[Point localization data]
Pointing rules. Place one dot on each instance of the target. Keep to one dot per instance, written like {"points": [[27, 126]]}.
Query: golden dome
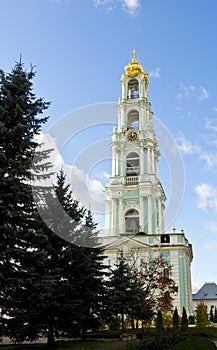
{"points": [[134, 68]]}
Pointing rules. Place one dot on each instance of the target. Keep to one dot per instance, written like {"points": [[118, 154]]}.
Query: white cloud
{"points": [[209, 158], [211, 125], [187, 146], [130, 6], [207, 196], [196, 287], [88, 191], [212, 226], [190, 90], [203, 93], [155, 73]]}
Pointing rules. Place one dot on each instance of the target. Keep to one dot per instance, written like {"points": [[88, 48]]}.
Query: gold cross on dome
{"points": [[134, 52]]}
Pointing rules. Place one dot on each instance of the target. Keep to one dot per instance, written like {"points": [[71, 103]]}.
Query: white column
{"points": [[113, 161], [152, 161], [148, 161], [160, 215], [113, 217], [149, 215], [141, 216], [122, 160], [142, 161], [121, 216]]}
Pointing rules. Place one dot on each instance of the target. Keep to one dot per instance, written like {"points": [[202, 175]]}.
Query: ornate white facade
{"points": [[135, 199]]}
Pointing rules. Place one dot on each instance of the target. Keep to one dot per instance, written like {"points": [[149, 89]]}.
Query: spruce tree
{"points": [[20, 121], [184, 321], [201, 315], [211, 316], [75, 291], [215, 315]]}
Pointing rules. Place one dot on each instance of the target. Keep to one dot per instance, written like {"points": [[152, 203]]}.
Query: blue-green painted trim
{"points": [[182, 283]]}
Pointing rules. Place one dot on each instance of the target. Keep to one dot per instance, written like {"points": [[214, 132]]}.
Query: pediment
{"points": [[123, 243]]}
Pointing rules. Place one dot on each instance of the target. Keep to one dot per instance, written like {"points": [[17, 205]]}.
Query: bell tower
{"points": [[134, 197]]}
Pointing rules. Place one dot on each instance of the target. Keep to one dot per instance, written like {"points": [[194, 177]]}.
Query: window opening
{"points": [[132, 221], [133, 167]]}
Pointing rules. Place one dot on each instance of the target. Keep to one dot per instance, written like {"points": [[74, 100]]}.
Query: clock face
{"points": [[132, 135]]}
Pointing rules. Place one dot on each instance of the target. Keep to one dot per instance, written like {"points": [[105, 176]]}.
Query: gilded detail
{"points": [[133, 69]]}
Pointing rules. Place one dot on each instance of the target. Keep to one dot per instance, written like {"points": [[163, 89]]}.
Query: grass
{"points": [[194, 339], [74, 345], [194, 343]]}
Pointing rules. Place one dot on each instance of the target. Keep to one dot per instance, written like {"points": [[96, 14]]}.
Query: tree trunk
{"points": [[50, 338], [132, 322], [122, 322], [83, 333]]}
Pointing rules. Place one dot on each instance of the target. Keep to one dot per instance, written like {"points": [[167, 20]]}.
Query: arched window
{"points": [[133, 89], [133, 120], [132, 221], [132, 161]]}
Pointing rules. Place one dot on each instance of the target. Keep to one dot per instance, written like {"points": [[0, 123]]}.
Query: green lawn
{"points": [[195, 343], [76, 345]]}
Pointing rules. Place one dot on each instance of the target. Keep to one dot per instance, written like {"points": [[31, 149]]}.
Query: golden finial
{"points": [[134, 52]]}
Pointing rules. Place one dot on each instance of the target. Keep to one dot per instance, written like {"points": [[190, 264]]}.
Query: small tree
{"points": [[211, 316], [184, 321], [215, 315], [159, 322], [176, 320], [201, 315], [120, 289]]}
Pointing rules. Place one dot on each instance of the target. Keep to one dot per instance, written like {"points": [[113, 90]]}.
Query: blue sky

* AIM OF THE TASK *
When you repeat the records, reproduce each line exactly and drop the images.

* REPLY *
Pointing rules. Place one dot on each instance of the target. Keep to one dot per instance, written like {"points": [[27, 126]]}.
Query: golden dome
{"points": [[134, 68]]}
Pointing rules. Place one dot on each instance of the target. Keep to one dot per instance, written like {"points": [[118, 154]]}.
Query: white cloud
{"points": [[209, 158], [211, 125], [187, 146], [130, 6], [207, 196], [196, 287], [88, 191], [212, 226], [190, 90], [203, 93], [155, 73]]}
Pointing rules. Place one dot on each instance of the target. Keep to one dot per instance, written like {"points": [[88, 48]]}.
Query: gold cross on dome
{"points": [[134, 52]]}
Pointing rules. Place one dot on each instance of the target. Keep to one dot per instance, written like {"points": [[71, 103]]}.
Query: white column
{"points": [[113, 161], [152, 161], [148, 161], [160, 215], [113, 217], [149, 215], [141, 216], [122, 160], [142, 161], [121, 216]]}
Pointing rules. Place one dot on each instance of the target. Keep to one dot per instance, written like {"points": [[202, 175]]}.
Query: ornate white facade
{"points": [[135, 199]]}
Pointing rules. Place one dot on each instance of the target. Keep to one dot per instance, written like {"points": [[149, 89]]}.
Query: spruce tree
{"points": [[20, 121], [184, 321], [201, 315], [211, 316], [75, 291], [215, 315]]}
Pointing rules. Place one dot on each instance of the target. Keep to one dot per instance, written like {"points": [[152, 203]]}.
Query: blue-green painted trim
{"points": [[182, 283]]}
Pointing rules. Place one dot on each instance of the target. Keep to one dot per instance, written like {"points": [[214, 132]]}.
Query: pediment
{"points": [[123, 243]]}
Pointing rules. Place one dot on each instance of the target. Keep to one dot per instance, written like {"points": [[17, 205]]}.
Query: bell tower
{"points": [[134, 197]]}
Pointing rules. Place one dot on each instance of the target. Keep to one dot per instance, written like {"points": [[194, 177]]}.
Query: window opening
{"points": [[132, 221], [133, 167]]}
Pointing rules. Place one dot on each instance of the target. Keep to one dot per instance, written like {"points": [[74, 100]]}.
Query: clock face
{"points": [[132, 135]]}
Pointing rules. Place one dot on each instance of the target. Keep to one dot per instance, written like {"points": [[105, 176]]}.
Query: gilded detail
{"points": [[133, 69]]}
Pointing rules. Place one dot on each instance of the target. Keep to one dot per instance, written like {"points": [[163, 89]]}.
Query: grass
{"points": [[194, 339], [74, 345], [194, 343]]}
Pointing rules. Place one dot on each instance of the target. Keep to one dot per instance, written like {"points": [[96, 14]]}.
Query: tree trunk
{"points": [[50, 338], [132, 322], [122, 322], [83, 333]]}
Pointing rules. Place one dot on each instance of the target. Keep to one dot per instance, written like {"points": [[167, 20]]}.
Query: arched window
{"points": [[133, 89], [133, 120], [132, 221], [132, 161]]}
Pointing rules. Place one dot on each instance of the target. Keep to one dot per instance, written like {"points": [[0, 123]]}.
Query: green lawn
{"points": [[195, 343], [76, 345]]}
Pointing rules. Place one dot on each instance of the target. Keep to one dot per instance, written like {"points": [[31, 149]]}.
Query: golden finial
{"points": [[134, 52]]}
Pointing rules. Place one dot on each instance of the target. Keep to one dot per instance, written like {"points": [[190, 264]]}.
Query: small tree
{"points": [[211, 316], [184, 321], [215, 315], [159, 322], [176, 320], [201, 315], [120, 289]]}
Pointing rules. Place one dot on each instance of the target. Keep to one dot per instance, written like {"points": [[113, 90]]}.
Query: blue sky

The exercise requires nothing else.